▸ RAW RECORDS

####

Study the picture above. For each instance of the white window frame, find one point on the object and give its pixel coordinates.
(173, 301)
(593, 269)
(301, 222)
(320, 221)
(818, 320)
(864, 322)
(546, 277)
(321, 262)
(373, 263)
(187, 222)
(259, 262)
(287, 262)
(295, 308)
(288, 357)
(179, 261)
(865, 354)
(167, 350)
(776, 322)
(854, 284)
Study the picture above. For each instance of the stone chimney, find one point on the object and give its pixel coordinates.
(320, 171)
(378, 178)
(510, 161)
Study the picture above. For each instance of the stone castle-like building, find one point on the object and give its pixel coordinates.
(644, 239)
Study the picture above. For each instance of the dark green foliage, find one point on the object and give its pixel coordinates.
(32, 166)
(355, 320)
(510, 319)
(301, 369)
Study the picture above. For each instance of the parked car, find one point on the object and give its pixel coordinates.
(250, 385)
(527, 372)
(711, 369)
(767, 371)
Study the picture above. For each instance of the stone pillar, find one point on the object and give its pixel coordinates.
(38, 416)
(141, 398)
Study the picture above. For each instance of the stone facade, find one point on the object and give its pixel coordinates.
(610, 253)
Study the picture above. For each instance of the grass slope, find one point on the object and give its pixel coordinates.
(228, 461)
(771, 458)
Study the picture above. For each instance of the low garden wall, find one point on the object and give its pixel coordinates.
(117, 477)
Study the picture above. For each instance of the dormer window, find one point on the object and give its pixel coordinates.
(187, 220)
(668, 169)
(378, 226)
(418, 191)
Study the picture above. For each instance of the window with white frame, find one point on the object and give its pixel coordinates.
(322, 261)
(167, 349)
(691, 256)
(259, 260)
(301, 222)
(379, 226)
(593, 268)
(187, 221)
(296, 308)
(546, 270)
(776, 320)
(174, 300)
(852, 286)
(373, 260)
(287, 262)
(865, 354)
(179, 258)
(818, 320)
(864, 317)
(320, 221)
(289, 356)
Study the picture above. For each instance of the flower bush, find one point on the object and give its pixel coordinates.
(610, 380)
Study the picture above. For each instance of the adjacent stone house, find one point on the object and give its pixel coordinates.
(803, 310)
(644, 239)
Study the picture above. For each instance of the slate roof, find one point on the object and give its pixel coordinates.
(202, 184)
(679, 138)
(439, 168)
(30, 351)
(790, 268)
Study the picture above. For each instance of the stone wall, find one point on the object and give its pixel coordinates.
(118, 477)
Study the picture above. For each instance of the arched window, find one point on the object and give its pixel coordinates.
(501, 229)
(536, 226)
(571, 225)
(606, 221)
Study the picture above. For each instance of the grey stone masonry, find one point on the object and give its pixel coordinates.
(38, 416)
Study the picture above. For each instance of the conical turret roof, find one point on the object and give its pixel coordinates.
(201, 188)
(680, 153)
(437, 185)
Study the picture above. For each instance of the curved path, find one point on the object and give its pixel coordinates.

####

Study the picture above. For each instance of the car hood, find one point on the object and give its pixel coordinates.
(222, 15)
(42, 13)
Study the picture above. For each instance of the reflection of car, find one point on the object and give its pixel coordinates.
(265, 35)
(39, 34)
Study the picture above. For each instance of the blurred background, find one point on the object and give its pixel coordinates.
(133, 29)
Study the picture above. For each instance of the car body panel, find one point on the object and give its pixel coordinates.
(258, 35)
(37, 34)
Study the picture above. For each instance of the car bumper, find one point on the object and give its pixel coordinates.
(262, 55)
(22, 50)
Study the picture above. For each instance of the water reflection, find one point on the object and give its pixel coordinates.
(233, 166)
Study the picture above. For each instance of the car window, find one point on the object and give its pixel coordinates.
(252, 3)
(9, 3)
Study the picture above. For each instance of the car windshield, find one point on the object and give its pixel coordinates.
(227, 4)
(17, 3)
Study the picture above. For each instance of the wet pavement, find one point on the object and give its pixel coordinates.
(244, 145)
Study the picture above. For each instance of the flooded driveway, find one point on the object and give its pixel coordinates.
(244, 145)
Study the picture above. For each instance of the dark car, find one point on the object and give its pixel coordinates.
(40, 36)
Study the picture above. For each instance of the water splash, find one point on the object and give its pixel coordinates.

####

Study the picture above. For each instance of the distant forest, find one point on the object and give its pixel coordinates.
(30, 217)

####

▸ SET EXERCISE
Format the items that open with the line containing "Study the picture above. For each instance of the adjacent" and close with the line containing "Study the picture above. For each instance of the curved" as a numbered list. Include both of those lines, leave out any blank lines, and list nothing else.

▸ EXERCISE OUTPUT
1. Study the picture above. For each instance of the adjacent stone house, find one point on the object and give its pixel coordinates.
2. (803, 310)
3. (644, 239)
4. Study the picture above. For each instance of the slate roof, find one point on the object and give its pixel coordinates.
5. (202, 184)
6. (679, 138)
7. (439, 168)
8. (30, 351)
9. (790, 268)
10. Study the picture above. For each instance of the stone wall, find one point on the object and give its pixel coordinates.
11. (118, 477)
12. Study the picture above. For each instance of the arched window, find one point on the object and give its pixel coordinates.
13. (501, 229)
14. (536, 226)
15. (571, 225)
16. (606, 221)
17. Study the picture above. For each instance of the grey stone masonry, find one point on the object and give its pixel coordinates.
18. (38, 416)
19. Study the picture above. For each instance of the conical turret roof, find one point on the object and give its pixel coordinates.
20. (201, 188)
21. (680, 153)
22. (437, 185)
23. Study the picture above. For each instance of the curved path, find one point on the object and give its pixel coordinates.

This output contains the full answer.